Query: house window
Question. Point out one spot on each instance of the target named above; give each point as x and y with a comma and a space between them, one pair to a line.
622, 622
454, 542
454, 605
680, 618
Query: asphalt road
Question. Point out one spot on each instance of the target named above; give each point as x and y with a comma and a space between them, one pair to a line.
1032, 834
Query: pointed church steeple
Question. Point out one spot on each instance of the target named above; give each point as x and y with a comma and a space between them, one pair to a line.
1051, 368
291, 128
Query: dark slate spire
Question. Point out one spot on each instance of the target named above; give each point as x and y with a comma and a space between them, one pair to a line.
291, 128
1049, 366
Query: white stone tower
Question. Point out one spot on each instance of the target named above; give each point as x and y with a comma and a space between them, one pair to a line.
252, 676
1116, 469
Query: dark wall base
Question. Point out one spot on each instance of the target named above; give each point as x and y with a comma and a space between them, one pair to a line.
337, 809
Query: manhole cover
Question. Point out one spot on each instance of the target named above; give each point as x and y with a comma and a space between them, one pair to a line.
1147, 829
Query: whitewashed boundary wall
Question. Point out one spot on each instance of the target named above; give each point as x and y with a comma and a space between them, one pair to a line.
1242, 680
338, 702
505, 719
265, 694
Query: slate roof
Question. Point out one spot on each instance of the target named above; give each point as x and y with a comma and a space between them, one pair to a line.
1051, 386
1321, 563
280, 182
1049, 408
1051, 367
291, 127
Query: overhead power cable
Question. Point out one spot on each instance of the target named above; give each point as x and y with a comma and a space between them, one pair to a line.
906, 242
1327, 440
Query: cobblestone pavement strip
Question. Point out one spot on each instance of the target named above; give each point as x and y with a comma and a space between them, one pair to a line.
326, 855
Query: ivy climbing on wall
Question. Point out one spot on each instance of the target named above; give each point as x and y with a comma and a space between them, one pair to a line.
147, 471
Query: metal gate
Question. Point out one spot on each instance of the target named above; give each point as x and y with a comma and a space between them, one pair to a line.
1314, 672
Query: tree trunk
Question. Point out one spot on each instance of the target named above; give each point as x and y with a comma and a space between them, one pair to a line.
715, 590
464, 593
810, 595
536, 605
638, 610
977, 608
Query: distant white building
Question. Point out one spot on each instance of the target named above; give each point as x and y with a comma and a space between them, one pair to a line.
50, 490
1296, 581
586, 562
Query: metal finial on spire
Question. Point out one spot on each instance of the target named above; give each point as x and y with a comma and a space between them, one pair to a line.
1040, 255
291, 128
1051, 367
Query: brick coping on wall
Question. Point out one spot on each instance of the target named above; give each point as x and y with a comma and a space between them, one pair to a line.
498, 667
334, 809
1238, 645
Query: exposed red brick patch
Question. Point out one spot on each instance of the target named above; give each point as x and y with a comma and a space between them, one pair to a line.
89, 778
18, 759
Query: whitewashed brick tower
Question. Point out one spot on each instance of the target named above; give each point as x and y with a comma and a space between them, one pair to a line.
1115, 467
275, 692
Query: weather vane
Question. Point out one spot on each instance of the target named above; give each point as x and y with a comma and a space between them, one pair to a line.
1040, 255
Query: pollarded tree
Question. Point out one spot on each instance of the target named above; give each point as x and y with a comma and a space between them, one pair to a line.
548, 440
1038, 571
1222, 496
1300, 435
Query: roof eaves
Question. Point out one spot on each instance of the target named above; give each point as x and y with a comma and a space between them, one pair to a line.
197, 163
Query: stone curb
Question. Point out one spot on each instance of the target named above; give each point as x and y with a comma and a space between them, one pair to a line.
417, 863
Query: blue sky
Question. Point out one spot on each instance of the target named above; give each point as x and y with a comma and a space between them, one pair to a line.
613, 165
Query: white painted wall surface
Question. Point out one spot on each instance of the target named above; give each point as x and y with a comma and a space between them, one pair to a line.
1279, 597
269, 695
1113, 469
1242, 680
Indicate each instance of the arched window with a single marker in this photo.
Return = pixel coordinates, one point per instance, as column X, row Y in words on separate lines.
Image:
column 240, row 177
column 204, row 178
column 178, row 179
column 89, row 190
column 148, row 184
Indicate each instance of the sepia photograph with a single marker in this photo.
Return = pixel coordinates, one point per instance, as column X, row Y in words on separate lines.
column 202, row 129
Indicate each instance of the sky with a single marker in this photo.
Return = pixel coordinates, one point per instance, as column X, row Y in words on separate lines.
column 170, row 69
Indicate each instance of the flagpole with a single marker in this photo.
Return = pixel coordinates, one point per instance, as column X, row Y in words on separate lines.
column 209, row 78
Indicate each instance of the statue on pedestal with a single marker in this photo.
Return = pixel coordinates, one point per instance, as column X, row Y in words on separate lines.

□ □ □ □

▶ **Goal**:
Write out the lines beginning at the line that contains "Indicate each instance of the statue" and continuing through the end of the records, copying each one word for word.

▶ **The solution**:
Indicate each instance of the statue on pedestal with a single marker in this photo.
Return = pixel coordinates, one point per instance, as column X, row Y in words on separate lines.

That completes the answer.